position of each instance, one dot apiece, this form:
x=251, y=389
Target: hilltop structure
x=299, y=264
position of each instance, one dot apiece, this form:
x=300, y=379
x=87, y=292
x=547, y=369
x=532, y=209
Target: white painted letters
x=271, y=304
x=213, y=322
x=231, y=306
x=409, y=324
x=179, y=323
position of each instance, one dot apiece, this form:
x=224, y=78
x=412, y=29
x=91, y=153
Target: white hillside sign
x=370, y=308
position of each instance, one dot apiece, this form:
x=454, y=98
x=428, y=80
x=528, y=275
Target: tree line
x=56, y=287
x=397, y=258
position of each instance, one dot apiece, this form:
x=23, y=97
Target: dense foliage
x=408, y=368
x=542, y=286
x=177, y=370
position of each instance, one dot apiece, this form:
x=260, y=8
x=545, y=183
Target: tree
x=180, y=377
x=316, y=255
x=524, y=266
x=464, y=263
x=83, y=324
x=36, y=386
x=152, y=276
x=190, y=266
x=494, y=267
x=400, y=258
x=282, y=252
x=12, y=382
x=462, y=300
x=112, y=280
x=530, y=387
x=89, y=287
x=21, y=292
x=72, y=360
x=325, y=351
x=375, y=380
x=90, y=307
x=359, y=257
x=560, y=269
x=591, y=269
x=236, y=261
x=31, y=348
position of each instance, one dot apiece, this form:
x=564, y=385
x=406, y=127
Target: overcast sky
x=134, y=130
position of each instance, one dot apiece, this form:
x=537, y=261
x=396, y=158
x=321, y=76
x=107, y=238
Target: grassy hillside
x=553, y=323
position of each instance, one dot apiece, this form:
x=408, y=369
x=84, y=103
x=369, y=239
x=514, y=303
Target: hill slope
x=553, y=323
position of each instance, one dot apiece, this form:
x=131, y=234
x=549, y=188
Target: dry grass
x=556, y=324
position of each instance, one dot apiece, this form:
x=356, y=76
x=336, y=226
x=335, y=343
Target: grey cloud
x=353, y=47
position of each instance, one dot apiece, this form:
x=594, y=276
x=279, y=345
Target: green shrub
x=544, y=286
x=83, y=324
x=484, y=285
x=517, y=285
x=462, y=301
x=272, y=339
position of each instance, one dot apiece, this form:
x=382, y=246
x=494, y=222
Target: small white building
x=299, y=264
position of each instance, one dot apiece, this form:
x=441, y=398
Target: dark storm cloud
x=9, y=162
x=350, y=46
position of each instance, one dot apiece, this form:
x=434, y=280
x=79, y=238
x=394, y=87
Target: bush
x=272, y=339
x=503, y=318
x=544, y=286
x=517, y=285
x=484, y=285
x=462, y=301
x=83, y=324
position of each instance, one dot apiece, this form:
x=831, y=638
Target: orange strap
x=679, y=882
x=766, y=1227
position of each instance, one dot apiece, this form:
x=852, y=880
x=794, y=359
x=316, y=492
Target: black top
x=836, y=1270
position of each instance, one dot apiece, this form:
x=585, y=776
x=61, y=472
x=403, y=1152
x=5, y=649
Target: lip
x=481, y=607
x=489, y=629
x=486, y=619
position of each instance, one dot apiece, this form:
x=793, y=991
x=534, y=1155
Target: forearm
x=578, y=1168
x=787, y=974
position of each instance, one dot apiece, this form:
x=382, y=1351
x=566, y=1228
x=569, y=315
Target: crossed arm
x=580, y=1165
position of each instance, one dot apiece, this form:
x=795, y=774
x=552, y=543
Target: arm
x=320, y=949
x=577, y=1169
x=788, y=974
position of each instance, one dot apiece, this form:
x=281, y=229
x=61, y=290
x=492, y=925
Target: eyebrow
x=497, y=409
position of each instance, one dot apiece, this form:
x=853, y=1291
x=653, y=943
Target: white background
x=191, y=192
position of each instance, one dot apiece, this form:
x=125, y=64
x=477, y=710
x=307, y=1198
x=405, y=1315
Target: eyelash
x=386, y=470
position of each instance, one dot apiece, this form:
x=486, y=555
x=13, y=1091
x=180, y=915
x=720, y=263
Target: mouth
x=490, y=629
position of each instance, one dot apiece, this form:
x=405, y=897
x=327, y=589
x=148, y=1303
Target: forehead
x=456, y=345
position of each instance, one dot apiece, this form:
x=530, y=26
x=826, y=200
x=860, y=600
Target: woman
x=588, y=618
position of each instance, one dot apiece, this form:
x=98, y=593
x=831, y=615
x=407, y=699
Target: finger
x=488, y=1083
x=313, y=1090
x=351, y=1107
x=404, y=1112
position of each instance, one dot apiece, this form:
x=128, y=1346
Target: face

What you should do – Output the full listing above without altering a single word.

Answer for this exercise –
position of each instance, one dot apiece, this form:
x=251, y=389
Target: hilltop structure
x=299, y=264
position of each instance, one dot apiece, this form:
x=300, y=379
x=87, y=292
x=547, y=369
x=532, y=209
Target: white painted letters
x=271, y=304
x=213, y=322
x=231, y=306
x=409, y=324
x=179, y=323
position of each instance, one dot apiece, this form:
x=224, y=78
x=412, y=29
x=91, y=153
Target: white hillside sign
x=370, y=308
position of each instance, one dot apiece, this form:
x=454, y=98
x=428, y=80
x=528, y=275
Target: tree line
x=56, y=287
x=397, y=258
position of each instance, one dot apiece, this form:
x=23, y=97
Target: dense foliage
x=408, y=368
x=542, y=286
x=177, y=370
position of each instance, one dot apiece, this form:
x=260, y=8
x=545, y=183
Target: tree
x=180, y=377
x=316, y=255
x=524, y=266
x=464, y=263
x=83, y=324
x=36, y=386
x=152, y=276
x=190, y=266
x=494, y=267
x=400, y=258
x=282, y=252
x=12, y=382
x=462, y=300
x=112, y=280
x=530, y=387
x=89, y=287
x=21, y=292
x=72, y=360
x=325, y=351
x=375, y=380
x=90, y=307
x=359, y=257
x=560, y=269
x=591, y=269
x=236, y=261
x=31, y=348
position of each instance, one dot apiece, this form:
x=564, y=385
x=406, y=127
Target: overcast sky
x=134, y=130
position of each instance, one dot apiece, this form:
x=537, y=261
x=396, y=158
x=321, y=76
x=107, y=238
Target: grassy hillside
x=553, y=323
position of each instance, one dot apiece, this form:
x=408, y=369
x=84, y=103
x=369, y=239
x=514, y=303
Target: hill slope
x=553, y=323
position of each instance, one dot apiece, this form:
x=131, y=234
x=549, y=188
Target: dry grass
x=556, y=324
position of each instance, one dot apiece, this form:
x=356, y=76
x=336, y=226
x=335, y=343
Target: grey cloud
x=353, y=47
position of each instance, one dot apiece, this form:
x=594, y=276
x=279, y=345
Target: green shrub
x=544, y=286
x=83, y=324
x=484, y=285
x=517, y=285
x=462, y=301
x=272, y=339
position of each instance, one dot apiece, this form:
x=382, y=246
x=494, y=222
Target: small white building
x=299, y=264
position of each instance, one dot apiece, this form:
x=441, y=398
Target: dark storm cloud
x=9, y=162
x=350, y=46
position of each instance, one dot apiece, this form:
x=434, y=280
x=79, y=238
x=394, y=87
Target: bush
x=272, y=339
x=503, y=318
x=544, y=286
x=517, y=285
x=484, y=285
x=462, y=301
x=83, y=324
position of each instance, one dot apiece, this form:
x=831, y=638
Target: orange strap
x=679, y=882
x=766, y=1227
position of each instance, one dot apiece, this form:
x=852, y=880
x=794, y=359
x=316, y=492
Target: black top
x=836, y=1270
position of each instance, one dot apiece, this form:
x=585, y=776
x=61, y=472
x=403, y=1152
x=5, y=649
Target: lip
x=481, y=607
x=489, y=629
x=486, y=619
position of each instance, one dot apiece, this form:
x=793, y=991
x=534, y=1155
Target: forearm
x=578, y=1168
x=787, y=974
position of each instance, one dot apiece, this form:
x=382, y=1351
x=566, y=1228
x=569, y=315
Target: crossed arm
x=580, y=1165
position of each instance, one dot apiece, this form:
x=795, y=774
x=552, y=543
Target: arm
x=320, y=949
x=577, y=1169
x=788, y=974
position of each instance, one dot apiece, this form:
x=281, y=229
x=61, y=290
x=492, y=925
Target: eyebrow
x=497, y=409
position of each instance, one dot apiece, this form:
x=853, y=1291
x=653, y=943
Target: white background
x=191, y=192
position of each instance, one dot apiece, this form:
x=125, y=64
x=477, y=710
x=307, y=1198
x=405, y=1315
Target: eyelash
x=386, y=470
position of each instance, one dot apiece, this form:
x=486, y=555
x=13, y=1091
x=180, y=915
x=720, y=263
Target: mouth
x=490, y=629
position of each instance, one dot apiece, this form:
x=405, y=897
x=327, y=589
x=148, y=1303
Target: forehead
x=456, y=345
position of each instance, one dot apiece, this form:
x=530, y=26
x=826, y=200
x=860, y=600
Target: woman
x=588, y=618
position of each instance, one dot apiece, this form:
x=98, y=593
x=831, y=615
x=407, y=699
Target: finger
x=488, y=1083
x=313, y=1090
x=351, y=1107
x=404, y=1112
position of each instance, one dot apiece, this form:
x=128, y=1346
Target: face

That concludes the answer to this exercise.